Asunciones en la maniobra estratégica

No pertenezco a esa parte de la audiencia de los teóricos de la argumentación que necesitan persuadirse del valor de incorporar la retórica a la argumentación. Cualquier modelo de argumentación que busque focalizar la retórica no puede ser ayudado por componentes del trabajo de Van Eemeren y Houtlosser. Las decisiones que hacen hablantes y escritores al seleccionar términos y estructuras de sus argumentos, por ejemplo, se destinan a dar a sus ideas presencia. Las afirmaciones se designan para captar la atención de la audiencia, de modo que resalten en su mente ideas específicas. Incluso la primera dimensión, la de seleccionar un asunto, implica este intento (1999b, p. 168). Pero es mediante el uso de figuras retóricas como dispositivos presentacionales que esto se torna más evidente, en tanto ellas “hacen que las cosas se presenten en la mente” (1999a, p. 166; 1999c, p. 485). Veo que esto es un eco y un reconocimiento importante del énfasis de Perelman y Olbrechts-Tyteca sobre el modo en el que las figuras retóricas atraen la atención en la argumentación (1969, p. 168).

▶ [Enunciado del ejercicio] Reproduce palabra por palabra el texto anterior sobre la maniobra estratégica, completo y sin cambios.

▶ [Ítems registrados]

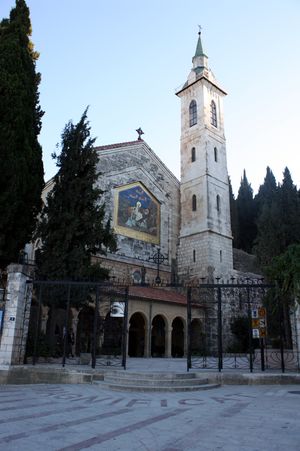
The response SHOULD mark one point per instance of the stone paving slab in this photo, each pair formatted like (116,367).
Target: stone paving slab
(83,416)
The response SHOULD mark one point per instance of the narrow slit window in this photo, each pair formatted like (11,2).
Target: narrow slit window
(218,202)
(194,202)
(193,154)
(216,154)
(193,113)
(213,114)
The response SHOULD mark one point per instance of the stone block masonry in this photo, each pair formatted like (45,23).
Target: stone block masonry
(16,317)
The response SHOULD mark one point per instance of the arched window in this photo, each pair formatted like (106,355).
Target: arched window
(218,202)
(213,114)
(193,154)
(194,202)
(216,154)
(193,113)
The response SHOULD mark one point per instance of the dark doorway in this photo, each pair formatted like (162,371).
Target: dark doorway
(84,330)
(197,345)
(112,339)
(177,338)
(136,344)
(158,346)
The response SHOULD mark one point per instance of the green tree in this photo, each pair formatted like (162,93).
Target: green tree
(246,215)
(233,215)
(21,180)
(290,208)
(284,272)
(266,192)
(267,243)
(73,224)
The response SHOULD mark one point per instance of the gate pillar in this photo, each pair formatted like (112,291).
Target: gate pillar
(168,343)
(16,316)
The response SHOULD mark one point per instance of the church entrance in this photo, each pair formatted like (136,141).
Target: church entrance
(158,345)
(136,344)
(177,338)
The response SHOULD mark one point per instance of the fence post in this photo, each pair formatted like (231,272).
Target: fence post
(66,331)
(125,326)
(250,330)
(95,328)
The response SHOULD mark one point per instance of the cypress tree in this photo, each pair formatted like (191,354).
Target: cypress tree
(246,215)
(290,209)
(233,215)
(266,192)
(21,180)
(73,224)
(267,243)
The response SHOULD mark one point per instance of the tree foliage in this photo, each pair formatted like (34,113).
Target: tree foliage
(21,180)
(73,225)
(246,215)
(278,222)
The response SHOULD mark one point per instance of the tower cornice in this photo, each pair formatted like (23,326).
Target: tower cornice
(202,77)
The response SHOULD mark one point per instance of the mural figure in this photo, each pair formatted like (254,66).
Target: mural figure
(138,210)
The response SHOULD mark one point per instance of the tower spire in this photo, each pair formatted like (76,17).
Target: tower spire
(199,59)
(199,48)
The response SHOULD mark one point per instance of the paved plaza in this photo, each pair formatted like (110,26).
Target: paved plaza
(87,416)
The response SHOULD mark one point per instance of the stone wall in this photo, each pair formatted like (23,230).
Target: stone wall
(16,317)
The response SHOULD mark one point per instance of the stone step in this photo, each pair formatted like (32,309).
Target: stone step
(157,388)
(143,380)
(155,375)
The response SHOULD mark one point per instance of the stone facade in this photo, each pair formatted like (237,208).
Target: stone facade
(124,165)
(16,318)
(205,233)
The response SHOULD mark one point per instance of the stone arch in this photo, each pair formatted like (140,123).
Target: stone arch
(158,336)
(177,337)
(137,335)
(197,343)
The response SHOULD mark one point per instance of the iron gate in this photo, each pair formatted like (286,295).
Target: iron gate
(232,332)
(78,323)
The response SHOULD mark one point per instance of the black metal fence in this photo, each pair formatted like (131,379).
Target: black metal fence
(78,323)
(239,330)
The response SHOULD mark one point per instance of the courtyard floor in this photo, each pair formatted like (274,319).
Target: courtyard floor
(77,417)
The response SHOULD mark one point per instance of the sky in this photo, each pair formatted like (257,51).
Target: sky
(125,59)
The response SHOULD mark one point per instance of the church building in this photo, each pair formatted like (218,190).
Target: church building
(168,231)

▶ [Resultado final]
Asunciones en la maniobra estratégica

No pertenezco a esa parte de la audiencia de los teóricos de la argumentación que necesitan persuadirse del valor de incorporar la retórica a la argumentación. Cualquier modelo de argumentación que busque focalizar la retórica no puede ser ayudado por componentes del trabajo de Van Eemeren y Houtlosser. Las decisiones que hacen hablantes y escritores al seleccionar términos y estructuras de sus argumentos, por ejemplo, se destinan a dar a sus ideas presencia. Las afirmaciones se designan para captar la atención de la audiencia, de modo que resalten en su mente ideas específicas. Incluso la primera dimensión, la de seleccionar un asunto, implica este intento (1999b, p. 168). Pero es mediante el uso de figuras retóricas como dispositivos presentacionales que esto se torna más evidente, en tanto ellas “hacen que las cosas se presenten en la mente” (1999a, p. 166; 1999c, p. 485). Veo que esto es un eco y un reconocimiento importante del énfasis de Perelman y Olbrechts-Tyteca sobre el modo en el que las figuras retóricas atraen la atención en la argumentación (1969, p. 168).